» GIVEN TEXT
----

MLEM - Maximum Liklihood Expectation Maximization for Small PET Devices

The efficient use of multicore architectures for sparse matrix-vector multiplication (SpMV) is currently an open challenge. One algorithm which makes use of SpMV is the maximum likelihood expectation maximization (MLEM) algorithm. When using MLEM for positron emission tomography (PET) image reconstruction, one requires a particularly large matrix. We present a new storage scheme for this type of matrix which cuts the memory requirements by half, compared to the widely-used compressed sparse row format. For parallelization we combine the two partitioning techniques recursive bisection and striping. Our results show good load balancing and cache behavior. We also give speedup measurements on various modern multicore systems.

----

» DATASET EXTRACT

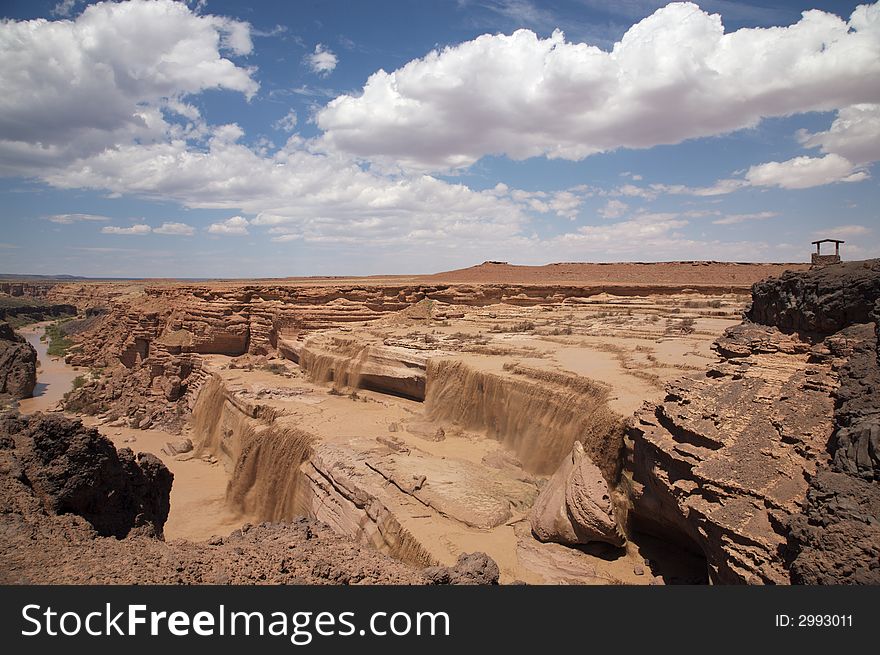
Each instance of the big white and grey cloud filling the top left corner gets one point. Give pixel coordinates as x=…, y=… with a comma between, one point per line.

----

» WORK ORDER 1
In the MLEM abstract, how much does the new storage scheme reduce memory requirements compared to the compressed sparse row format?
» WORK ORDER 2
Continue the abstract on MLEM for PET image reconstruction, starting after its final sentence.

» EXERCISE ANSWER 1
It cuts them by half.

» EXERCISE ANSWER 2
Authors

Initial Verison and Algorithmic, MPI Version: Tilman Kuestner
LAIK Version, HPC Optimization: Josef Weidendorfer, Tilman Kuestner
LAIK Version, Measurements, HPC Optimizations: Dai Yang, Tilman Kuestner
The new Hybrid and OpenMP version: Rami Al-Rihawi, Tilman Kuestner, Dai Yang
CUDA version: Apporva Gupta, Mengdi Wang, Dai Yang

Artifacts and Dependencies

Name	MPI	OpenMP	LAIK	Others	Description
openmpcsr4mlem	no	yes	no		Pure, native OpenMP Implementation.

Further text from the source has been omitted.